WORK TO COMPLETE = Render every one of the items below as a Markdown table with two columns, Row for a running number and Item for the line itself. Skip any blank lines.

LISTING =
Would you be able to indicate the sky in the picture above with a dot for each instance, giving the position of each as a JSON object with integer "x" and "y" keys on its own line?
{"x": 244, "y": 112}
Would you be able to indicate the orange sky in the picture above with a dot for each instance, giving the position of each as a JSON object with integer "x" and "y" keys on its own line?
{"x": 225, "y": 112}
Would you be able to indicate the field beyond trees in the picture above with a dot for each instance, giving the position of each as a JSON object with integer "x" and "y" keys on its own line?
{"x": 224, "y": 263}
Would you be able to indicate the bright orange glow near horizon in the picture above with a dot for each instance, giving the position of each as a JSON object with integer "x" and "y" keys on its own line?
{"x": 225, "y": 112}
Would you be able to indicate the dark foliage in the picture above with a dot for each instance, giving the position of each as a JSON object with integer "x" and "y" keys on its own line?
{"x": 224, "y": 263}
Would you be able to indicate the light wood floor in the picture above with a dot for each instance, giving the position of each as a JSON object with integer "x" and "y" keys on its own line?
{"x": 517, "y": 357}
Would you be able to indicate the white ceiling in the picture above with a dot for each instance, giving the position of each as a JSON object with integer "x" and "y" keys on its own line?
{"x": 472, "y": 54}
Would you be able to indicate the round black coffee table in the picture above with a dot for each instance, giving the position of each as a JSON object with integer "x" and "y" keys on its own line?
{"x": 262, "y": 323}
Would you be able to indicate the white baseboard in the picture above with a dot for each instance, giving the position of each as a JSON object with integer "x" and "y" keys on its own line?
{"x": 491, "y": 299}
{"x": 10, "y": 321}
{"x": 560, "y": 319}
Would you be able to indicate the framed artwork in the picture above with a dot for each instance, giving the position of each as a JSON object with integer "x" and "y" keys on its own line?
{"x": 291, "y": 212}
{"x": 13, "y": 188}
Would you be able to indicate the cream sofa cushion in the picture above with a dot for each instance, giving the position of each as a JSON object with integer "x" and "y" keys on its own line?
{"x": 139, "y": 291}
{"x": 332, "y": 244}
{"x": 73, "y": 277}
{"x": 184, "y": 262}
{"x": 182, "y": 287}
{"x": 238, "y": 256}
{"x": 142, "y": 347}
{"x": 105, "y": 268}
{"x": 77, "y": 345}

FULL RESPONSE =
| Row | Item |
|---|---|
| 1 | Would you be able to indicate the sky in the picture above with a dot for each instance, giving the position of each as a JSON object with integer "x" and "y" keys on its own line? |
| 2 | {"x": 244, "y": 112} |
| 3 | Would you be able to indicate the orange sky in the picture above with a dot for each instance, giving the position of each as a JSON object with integer "x" and "y" keys on its own line? |
| 4 | {"x": 225, "y": 112} |
| 5 | Would you be able to indicate the field beyond trees in the picture above with a dot for each instance, giving the position of each as a JSON object with integer "x" and "y" keys on its own line? |
| 6 | {"x": 224, "y": 263} |
| 7 | Would you be able to indicate the bright orange glow near horizon in the picture above with a dot for each instance, giving the position of each as a JSON object with integer "x" and "y" keys on its own line? |
| 8 | {"x": 225, "y": 112} |
| 9 | Would you be able to indicate the dark foliage in the picture above with a dot for each instance, giving the position of each as a JSON object with integer "x" and "y" keys on its own line? |
| 10 | {"x": 224, "y": 263} |
| 11 | Would you be able to indicate the light wood floor in the picture above with a dot for each instance, giving the position of each as a JSON object with integer "x" and "y" keys on its own line? |
| 12 | {"x": 517, "y": 357} |
| 13 | Would you be able to indicate the white ceiling in the picture above with a dot for each instance, giving the position of each as a JSON object with integer "x" and "y" keys on its own line? |
| 14 | {"x": 472, "y": 54} |
| 15 | Would you be able to indicate the round black coffee table in the picture above with a dot for each instance, giving the position of each as a JSON object with integer "x" and "y" keys on its own line? |
| 16 | {"x": 262, "y": 323} |
| 17 | Would you be able to indicate the white baseboard in the picture above with a dot for each instance, giving the position of each as a JSON object with integer "x" and "y" keys on its own line? |
| 18 | {"x": 491, "y": 299} |
| 19 | {"x": 10, "y": 321} |
| 20 | {"x": 560, "y": 319} |
| 21 | Would you be able to indicate the framed artwork in the picture above with a dot for each instance, giving the position of each as a JSON object with integer "x" and "y" keys on its own line? |
| 22 | {"x": 291, "y": 212} |
| 23 | {"x": 13, "y": 188} |
| 24 | Would you be able to indicate the cream sofa cushion in the picture above with a dot for each instance, giving the position of each as a JSON object with integer "x" and "y" keys on its own line? |
| 25 | {"x": 139, "y": 291} |
| 26 | {"x": 332, "y": 244} |
| 27 | {"x": 73, "y": 277} |
| 28 | {"x": 184, "y": 262} |
| 29 | {"x": 182, "y": 287} |
| 30 | {"x": 238, "y": 256} |
| 31 | {"x": 142, "y": 347} |
| 32 | {"x": 105, "y": 268} |
| 33 | {"x": 77, "y": 345} |